The exercise: Find each line in the records that contains the string "black" and copy it out in full. Case counts.

# # # # #

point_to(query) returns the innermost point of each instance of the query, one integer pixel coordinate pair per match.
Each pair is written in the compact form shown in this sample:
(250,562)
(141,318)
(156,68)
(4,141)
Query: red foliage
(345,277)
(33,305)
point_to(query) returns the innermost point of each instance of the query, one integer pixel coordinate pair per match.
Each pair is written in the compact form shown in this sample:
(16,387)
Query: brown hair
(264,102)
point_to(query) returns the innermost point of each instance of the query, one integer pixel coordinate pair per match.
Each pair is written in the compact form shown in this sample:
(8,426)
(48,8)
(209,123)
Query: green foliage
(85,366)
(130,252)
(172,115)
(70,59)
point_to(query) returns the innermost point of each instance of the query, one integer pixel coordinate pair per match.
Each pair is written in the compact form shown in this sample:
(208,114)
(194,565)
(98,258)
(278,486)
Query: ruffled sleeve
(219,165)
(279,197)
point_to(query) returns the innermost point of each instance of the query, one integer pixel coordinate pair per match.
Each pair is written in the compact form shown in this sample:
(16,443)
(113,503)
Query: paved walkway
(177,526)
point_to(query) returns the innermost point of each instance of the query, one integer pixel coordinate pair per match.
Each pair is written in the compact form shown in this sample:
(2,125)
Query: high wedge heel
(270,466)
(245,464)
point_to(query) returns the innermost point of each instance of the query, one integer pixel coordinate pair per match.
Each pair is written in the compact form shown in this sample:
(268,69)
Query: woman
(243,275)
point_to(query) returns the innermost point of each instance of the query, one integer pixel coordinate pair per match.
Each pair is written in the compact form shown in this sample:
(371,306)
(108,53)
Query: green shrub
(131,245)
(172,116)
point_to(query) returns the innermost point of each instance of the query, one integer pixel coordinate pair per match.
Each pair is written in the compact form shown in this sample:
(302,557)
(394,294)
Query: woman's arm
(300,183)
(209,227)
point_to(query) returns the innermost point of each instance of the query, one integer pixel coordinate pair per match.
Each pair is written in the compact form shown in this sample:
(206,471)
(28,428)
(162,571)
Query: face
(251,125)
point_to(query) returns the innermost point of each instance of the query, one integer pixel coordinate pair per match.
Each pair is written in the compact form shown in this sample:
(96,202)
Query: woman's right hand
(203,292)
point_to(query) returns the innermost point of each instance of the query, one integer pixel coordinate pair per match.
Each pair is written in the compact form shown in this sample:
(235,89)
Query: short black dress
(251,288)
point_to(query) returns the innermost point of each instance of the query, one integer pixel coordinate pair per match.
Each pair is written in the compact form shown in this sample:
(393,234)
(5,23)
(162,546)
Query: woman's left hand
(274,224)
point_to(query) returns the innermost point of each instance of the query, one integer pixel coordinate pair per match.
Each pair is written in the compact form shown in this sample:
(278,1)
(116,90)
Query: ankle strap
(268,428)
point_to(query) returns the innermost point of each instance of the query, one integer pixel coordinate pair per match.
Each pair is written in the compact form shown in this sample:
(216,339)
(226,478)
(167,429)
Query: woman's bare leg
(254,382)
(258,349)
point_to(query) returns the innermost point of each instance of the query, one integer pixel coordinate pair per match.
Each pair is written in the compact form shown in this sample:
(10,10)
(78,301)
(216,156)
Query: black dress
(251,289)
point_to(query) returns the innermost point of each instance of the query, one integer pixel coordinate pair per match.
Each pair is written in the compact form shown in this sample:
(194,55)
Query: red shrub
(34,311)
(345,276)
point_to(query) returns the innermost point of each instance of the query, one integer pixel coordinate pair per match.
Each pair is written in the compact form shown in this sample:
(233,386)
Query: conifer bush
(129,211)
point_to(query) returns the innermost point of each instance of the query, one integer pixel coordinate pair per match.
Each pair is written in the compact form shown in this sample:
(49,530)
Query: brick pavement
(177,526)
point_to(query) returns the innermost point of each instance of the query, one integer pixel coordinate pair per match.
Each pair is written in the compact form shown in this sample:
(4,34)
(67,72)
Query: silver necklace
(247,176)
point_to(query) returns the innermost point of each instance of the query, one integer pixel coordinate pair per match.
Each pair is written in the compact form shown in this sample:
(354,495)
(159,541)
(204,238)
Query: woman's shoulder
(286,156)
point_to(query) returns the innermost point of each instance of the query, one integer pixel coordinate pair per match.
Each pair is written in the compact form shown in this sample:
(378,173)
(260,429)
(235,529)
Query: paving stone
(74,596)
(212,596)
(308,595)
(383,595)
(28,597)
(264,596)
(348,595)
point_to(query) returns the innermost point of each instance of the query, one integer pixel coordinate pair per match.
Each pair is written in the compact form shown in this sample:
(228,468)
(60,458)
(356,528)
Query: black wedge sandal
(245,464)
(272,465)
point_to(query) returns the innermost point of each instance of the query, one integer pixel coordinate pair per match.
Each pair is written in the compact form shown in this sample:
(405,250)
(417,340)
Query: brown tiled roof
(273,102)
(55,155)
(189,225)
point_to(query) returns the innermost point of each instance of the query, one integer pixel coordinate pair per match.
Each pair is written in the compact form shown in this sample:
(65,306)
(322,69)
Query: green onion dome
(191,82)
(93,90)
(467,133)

# # # # #

Result of this task:
Query: short black dress
Query: black dress
Query: black wedge sandal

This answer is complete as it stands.